▶ [The problem] Please copy each of the following records word for word, changing nothing.

▶ [Stored rows]
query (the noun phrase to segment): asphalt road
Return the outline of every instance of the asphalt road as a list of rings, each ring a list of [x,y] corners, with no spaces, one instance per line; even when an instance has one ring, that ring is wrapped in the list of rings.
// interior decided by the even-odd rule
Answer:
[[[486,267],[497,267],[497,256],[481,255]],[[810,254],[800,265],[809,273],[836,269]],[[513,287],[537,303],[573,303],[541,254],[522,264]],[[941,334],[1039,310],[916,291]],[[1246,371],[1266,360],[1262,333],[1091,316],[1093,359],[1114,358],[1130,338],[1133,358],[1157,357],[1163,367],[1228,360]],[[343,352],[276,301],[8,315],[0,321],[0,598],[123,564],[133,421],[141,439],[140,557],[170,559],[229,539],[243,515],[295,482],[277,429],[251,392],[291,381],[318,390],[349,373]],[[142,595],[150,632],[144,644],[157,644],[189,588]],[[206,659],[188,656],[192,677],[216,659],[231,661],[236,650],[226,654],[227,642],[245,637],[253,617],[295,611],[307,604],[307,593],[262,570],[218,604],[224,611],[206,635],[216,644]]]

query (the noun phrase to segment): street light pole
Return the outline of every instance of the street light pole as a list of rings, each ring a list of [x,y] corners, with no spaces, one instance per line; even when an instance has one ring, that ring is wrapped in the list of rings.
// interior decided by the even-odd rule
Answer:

▶ [Answer for this exercise]
query (the noun phrase to segment): asphalt road
Return the outline of every instance of the asphalt road as a list of rings, each ring a list of [x,y] corners, with no spaces, one instance per line; even when an instance has one ring, that ring is wrapped in the list of rings.
// interior decided by the even-odd rule
Answer:
[[[486,267],[497,267],[497,256],[481,255]],[[810,254],[800,265],[809,273],[836,269]],[[513,287],[537,303],[573,303],[541,254],[522,264]],[[941,334],[1039,310],[916,291]],[[1246,371],[1266,360],[1262,333],[1091,316],[1093,359],[1114,358],[1130,338],[1133,358],[1157,357],[1163,367],[1228,360]],[[343,352],[276,301],[8,315],[0,321],[0,598],[123,564],[133,421],[141,439],[140,557],[170,559],[229,539],[243,515],[295,482],[277,429],[251,392],[291,381],[318,390],[349,373]],[[142,595],[150,632],[144,644],[157,644],[189,588]],[[206,659],[188,656],[192,677],[216,659],[231,661],[236,650],[226,654],[227,642],[245,637],[253,617],[295,611],[307,604],[307,593],[262,570],[218,604],[224,611],[206,635],[216,644]]]

query (the noun phrase to segment): street light pole
Return the outline of every instance of the street light pole as a list of rings, each ring a list of [x,y] corners, with no spaces, one instance per line; even when an instance has one ring, that ring is wrapped in the list of rings.
// interior decided by the even-odd rule
Answer:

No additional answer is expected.